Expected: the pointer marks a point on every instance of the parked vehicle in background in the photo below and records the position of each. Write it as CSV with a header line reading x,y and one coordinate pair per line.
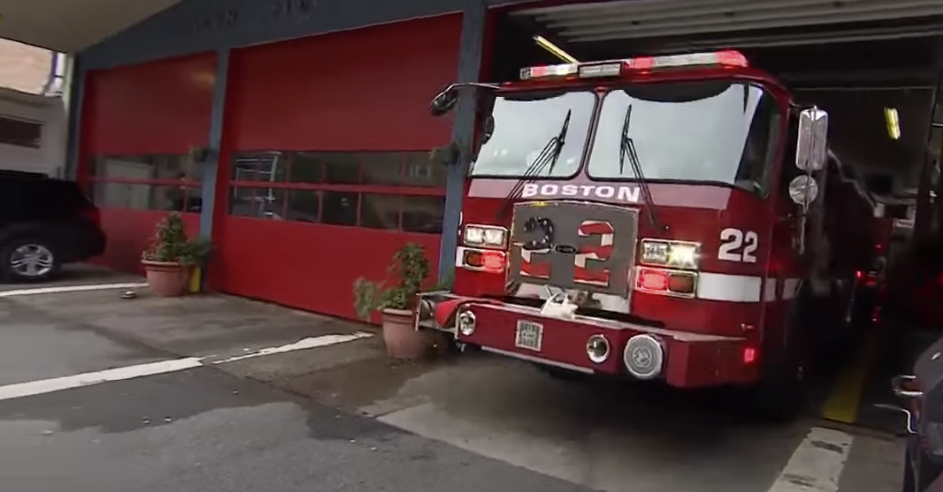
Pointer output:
x,y
922,395
44,224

──────────

EXERCISE DESCRIPTION — Your answer must be the records above, copied exactly, with no pictures.

EXERCISE ANSWER —
Expected: the pointer marks a point on every instance of the parked vehicle in background in the photo below and records the position of each. Write it as CSV with a header line reading x,y and one coordinate pair per line.
Pointer output:
x,y
922,395
44,224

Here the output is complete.